▶ _Supplied material_
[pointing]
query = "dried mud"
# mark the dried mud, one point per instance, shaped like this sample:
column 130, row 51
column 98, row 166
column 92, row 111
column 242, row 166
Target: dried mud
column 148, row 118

▶ _Work instructions_
Without changing a single word, reproduce the entries above.

▶ _Answer below_
[pointing]
query = "dried mud"
# mark the dried mud, one point per instance, shaped like this sample:
column 130, row 51
column 98, row 166
column 92, row 111
column 242, row 166
Target: dried mud
column 148, row 118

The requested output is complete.